◆ Description of the task ◆
Please output exactly the run of lines that starts at the line with "In this photo, where can the hazy" and ends at the last line of the records below.

◆ Task inputs ◆
— begin —
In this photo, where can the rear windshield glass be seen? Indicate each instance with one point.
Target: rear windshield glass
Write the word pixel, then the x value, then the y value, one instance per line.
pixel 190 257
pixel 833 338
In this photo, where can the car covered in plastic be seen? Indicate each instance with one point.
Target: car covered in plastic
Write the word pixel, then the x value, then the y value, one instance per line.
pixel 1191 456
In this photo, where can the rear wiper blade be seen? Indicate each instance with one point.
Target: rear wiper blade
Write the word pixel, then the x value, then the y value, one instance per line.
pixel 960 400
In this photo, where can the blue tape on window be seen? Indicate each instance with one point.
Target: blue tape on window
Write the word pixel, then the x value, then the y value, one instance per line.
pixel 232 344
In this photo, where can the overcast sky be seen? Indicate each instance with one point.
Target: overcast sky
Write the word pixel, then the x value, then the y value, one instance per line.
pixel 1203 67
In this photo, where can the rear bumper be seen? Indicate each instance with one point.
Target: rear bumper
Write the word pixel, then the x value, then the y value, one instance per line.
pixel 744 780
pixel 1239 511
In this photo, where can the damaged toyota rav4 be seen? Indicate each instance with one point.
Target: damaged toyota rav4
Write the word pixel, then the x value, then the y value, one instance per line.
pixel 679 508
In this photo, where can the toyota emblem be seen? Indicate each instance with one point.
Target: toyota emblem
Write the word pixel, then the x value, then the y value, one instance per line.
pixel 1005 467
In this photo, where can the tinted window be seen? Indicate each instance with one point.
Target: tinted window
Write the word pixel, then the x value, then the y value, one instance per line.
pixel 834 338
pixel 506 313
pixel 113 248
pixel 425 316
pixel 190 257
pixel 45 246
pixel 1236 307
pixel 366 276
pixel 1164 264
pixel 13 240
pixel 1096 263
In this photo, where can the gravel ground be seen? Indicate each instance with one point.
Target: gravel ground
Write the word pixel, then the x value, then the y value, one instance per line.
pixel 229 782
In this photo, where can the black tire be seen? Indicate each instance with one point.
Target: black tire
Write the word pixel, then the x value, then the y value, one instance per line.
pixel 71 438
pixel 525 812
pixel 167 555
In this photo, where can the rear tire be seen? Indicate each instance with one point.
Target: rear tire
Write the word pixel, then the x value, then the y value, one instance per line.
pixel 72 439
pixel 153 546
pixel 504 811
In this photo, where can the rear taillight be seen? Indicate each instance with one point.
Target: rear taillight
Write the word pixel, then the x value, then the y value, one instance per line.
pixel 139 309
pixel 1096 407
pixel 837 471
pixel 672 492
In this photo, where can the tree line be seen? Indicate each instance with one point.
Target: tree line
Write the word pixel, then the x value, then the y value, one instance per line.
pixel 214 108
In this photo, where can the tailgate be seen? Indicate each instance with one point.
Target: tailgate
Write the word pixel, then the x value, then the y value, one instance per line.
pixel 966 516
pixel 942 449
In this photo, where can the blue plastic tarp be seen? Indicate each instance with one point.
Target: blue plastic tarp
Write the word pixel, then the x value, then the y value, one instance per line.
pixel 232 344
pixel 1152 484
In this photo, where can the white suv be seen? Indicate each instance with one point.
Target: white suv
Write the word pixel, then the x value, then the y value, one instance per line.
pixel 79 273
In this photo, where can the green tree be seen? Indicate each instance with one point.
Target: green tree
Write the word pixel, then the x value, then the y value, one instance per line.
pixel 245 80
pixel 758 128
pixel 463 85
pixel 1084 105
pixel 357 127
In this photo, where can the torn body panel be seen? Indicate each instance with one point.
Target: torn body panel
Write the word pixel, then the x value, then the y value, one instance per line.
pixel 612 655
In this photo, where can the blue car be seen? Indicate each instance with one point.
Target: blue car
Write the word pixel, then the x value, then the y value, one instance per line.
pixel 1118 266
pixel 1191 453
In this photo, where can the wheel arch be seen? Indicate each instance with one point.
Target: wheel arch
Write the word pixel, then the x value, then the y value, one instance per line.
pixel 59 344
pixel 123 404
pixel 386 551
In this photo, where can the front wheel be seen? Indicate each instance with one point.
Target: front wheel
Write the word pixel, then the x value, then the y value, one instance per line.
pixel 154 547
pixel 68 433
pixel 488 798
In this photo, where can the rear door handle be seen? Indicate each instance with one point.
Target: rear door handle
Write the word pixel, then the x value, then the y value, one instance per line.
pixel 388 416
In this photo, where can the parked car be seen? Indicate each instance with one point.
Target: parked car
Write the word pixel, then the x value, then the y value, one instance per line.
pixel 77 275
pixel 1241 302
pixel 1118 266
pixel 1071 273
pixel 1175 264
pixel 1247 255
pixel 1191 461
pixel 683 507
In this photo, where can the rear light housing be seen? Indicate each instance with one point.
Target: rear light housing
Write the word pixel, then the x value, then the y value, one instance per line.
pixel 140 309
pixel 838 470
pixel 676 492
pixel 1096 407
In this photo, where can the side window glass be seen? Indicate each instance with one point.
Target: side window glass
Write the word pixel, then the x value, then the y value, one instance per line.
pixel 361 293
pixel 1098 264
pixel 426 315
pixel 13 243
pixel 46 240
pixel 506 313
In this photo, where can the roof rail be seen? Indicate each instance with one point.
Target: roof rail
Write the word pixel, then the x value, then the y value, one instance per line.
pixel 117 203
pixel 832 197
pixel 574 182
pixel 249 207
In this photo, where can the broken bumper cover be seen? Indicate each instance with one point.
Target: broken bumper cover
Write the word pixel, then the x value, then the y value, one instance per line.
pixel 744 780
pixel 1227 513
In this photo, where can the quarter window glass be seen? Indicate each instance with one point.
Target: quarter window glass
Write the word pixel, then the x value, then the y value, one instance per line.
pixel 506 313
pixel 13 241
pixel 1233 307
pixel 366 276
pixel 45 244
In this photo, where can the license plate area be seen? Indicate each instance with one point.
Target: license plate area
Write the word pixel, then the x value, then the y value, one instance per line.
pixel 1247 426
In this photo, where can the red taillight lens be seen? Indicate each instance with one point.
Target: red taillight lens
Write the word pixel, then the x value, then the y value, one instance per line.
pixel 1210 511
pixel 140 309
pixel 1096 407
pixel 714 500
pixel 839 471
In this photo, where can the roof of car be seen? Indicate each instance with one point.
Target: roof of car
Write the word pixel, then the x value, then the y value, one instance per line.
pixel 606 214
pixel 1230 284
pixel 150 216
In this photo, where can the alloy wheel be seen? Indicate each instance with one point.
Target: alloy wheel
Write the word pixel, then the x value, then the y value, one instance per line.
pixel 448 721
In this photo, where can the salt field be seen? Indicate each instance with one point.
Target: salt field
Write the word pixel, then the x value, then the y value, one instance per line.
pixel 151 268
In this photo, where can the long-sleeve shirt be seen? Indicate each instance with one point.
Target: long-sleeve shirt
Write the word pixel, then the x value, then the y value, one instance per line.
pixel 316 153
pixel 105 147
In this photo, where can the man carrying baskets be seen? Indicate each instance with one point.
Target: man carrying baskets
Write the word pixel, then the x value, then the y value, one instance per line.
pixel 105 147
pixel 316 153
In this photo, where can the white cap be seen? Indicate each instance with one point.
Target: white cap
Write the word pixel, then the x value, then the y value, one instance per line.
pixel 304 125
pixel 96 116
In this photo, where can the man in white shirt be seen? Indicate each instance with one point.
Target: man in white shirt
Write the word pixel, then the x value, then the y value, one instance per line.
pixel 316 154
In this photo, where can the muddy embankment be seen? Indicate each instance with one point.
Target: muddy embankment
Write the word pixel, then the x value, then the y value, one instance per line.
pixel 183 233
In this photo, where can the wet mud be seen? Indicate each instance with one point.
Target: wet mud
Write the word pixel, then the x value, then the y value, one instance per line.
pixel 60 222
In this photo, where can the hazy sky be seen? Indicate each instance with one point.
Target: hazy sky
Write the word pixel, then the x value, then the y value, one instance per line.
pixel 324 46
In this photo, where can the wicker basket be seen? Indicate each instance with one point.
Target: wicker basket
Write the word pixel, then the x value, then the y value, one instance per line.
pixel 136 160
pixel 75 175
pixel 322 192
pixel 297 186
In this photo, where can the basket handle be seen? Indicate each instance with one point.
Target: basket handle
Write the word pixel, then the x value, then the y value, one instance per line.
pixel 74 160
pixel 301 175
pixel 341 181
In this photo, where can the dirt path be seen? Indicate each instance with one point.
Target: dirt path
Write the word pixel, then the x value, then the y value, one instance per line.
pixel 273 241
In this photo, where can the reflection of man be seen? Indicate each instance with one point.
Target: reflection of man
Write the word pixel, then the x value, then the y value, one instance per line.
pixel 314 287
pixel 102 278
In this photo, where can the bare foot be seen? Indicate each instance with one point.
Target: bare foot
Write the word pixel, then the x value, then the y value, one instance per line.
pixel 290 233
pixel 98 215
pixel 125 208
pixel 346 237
— end —
◆ Problem solution ◆
In this photo, where can the hazy sky be seen? Indicate each instance with one point.
Target: hazy sky
Write the word pixel, then the x value, then the y value, one instance per line.
pixel 324 46
In this photo, where can the wicker basket be seen? Indicate each instance with one point.
Target: wicker basket
Write the word pixel, then the x value, then the y value, one instance per line.
pixel 136 160
pixel 75 175
pixel 322 192
pixel 297 186
In this photo, where can the basket handle be seen? Indicate each instance with one point.
Target: basket handle
Write the word pixel, then the x value, then the y value, one instance per line.
pixel 74 160
pixel 301 175
pixel 341 181
In this photo, where can the dirt path be seen? Indicate each instance with one point.
Target: dirt path
Write the word pixel, then the x value, then the y value, one instance per line.
pixel 273 241
In this photo, where can the reflection of man be seen? Indicate each instance with one point.
Target: reflection of man
Write the word pixel, then the x value, then the y value, one instance per line.
pixel 314 287
pixel 102 278
In this photo, where can the bare foot be seen? Indicate each instance with one point.
Target: bare foot
Write the word pixel, then the x value, then the y value, one instance per line.
pixel 290 233
pixel 98 215
pixel 125 208
pixel 346 237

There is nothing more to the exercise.